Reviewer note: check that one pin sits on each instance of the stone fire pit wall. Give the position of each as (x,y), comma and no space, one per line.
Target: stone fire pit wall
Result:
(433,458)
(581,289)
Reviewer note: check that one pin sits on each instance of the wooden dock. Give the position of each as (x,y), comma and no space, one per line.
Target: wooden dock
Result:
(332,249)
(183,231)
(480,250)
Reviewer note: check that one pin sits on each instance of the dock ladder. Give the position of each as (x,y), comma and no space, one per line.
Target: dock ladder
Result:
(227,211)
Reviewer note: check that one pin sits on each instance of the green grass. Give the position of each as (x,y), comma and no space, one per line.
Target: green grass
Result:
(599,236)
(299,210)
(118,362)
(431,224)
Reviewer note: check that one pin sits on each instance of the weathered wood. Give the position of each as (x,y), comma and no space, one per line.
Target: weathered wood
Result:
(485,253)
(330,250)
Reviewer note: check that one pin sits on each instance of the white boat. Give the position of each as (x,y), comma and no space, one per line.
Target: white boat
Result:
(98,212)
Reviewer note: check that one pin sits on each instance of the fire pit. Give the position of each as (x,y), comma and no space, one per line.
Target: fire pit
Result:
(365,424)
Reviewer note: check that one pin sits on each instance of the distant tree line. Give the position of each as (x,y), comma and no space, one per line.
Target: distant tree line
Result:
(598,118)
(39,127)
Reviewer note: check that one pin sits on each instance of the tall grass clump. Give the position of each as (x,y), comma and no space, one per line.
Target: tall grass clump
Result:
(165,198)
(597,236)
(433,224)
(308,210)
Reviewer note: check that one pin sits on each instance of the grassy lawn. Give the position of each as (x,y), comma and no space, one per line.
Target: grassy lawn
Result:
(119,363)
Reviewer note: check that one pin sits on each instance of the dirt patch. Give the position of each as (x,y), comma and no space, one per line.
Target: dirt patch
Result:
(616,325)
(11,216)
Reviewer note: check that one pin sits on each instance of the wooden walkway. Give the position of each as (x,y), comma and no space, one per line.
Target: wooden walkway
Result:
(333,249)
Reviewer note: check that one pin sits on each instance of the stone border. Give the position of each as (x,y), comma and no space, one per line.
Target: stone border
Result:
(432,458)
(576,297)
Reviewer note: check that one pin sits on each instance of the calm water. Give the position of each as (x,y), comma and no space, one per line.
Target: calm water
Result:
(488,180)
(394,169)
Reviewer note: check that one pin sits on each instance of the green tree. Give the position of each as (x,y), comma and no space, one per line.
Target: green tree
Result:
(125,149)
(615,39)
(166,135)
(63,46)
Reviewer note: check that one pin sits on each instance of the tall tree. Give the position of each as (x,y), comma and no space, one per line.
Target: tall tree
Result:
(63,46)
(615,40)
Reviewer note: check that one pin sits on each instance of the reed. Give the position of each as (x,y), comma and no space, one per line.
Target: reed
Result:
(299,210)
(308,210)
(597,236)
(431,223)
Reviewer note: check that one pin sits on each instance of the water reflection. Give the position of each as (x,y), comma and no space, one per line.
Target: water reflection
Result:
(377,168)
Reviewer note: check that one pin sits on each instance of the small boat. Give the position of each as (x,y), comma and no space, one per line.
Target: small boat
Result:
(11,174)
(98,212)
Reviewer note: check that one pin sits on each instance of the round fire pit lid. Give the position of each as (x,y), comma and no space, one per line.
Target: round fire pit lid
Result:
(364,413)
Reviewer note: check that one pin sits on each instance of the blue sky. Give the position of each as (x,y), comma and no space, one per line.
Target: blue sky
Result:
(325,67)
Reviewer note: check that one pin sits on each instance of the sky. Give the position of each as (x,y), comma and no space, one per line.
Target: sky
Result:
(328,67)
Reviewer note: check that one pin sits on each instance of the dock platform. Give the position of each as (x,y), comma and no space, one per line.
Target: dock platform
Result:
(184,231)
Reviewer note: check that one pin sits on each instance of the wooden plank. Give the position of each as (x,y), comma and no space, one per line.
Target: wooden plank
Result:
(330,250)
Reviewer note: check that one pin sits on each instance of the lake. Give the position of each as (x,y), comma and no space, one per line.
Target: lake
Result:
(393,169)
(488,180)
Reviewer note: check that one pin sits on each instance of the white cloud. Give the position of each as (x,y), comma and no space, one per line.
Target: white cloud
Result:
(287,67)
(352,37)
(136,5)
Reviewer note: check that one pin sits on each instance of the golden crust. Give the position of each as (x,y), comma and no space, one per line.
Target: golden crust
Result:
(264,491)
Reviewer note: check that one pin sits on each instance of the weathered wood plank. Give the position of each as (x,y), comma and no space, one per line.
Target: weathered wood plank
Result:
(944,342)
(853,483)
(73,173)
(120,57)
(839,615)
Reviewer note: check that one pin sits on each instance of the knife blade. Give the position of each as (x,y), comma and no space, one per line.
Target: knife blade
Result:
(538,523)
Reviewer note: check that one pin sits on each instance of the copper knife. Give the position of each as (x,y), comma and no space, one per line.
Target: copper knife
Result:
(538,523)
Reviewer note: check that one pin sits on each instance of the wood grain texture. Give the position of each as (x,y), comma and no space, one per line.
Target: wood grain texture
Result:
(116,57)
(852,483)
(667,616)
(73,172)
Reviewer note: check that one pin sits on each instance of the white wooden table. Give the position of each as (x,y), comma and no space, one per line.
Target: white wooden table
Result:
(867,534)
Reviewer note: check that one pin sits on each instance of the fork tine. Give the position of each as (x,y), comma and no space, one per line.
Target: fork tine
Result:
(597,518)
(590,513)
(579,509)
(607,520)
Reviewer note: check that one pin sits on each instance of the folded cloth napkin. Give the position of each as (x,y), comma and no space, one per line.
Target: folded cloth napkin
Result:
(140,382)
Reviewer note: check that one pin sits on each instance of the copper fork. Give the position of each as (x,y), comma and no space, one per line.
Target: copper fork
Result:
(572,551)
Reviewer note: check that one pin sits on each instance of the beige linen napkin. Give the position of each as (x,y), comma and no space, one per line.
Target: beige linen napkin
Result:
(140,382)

——

WHAT IS NEEDED:
Keeping every character as it is, restate the lines above that run from the line with "of the small" through the line with "weathered wood plank.", both included, and nothing else.

THE COMPLETED TASK:
Reviewer note: check that one pin sits on each instance of the small boat. Give the position of each as (x,y), comma and no space, one per line.
Target: small boat
Result:
(11,174)
(98,212)
Reviewer note: check that one pin sits on each instance of the round fire pit lid. Give the position of each as (x,y), comma and no space, one per line.
Target: round fire pit lid
Result:
(364,413)
Reviewer note: check that one pin sits on each instance of the blue sky. Give the position of each as (x,y), comma and no space, one per line.
Target: blue sky
Result:
(325,67)
Reviewer note: check that one pin sits on each instance of the sky. Give the position of each as (x,y), comma and no space, one per line.
Target: sky
Result:
(328,67)
Reviewer note: check that one pin sits on each instance of the dock platform. Give the position of each as (x,y), comma and no space, one per line.
Target: dock platform
Result:
(184,231)
Reviewer note: check that one pin sits on each instance of the wooden plank. Give the position of each as (x,y), comma and no space, one per line.
Target: wooden plank
Result:
(330,250)
Reviewer note: check that one pin sits on each instance of the lake. Give the position of each as (x,y), comma and no space, one per line.
Target: lake
Result:
(393,169)
(488,180)
Reviewer note: check that one pin sits on each instance of the white cloud. Give the position of each as (x,y), comma and no space, one per line.
Target: white cloud
Result:
(287,67)
(352,37)
(136,5)
Reviewer note: check that one pin sits on each instance of the golden crust. Give the position of each as (x,y), comma and no space, one per line.
Target: golden crust
Result:
(264,491)
Reviewer note: check that one pin sits on each instance of the weathered wood plank. Give the position of each as (x,y), comma and no space, one per line.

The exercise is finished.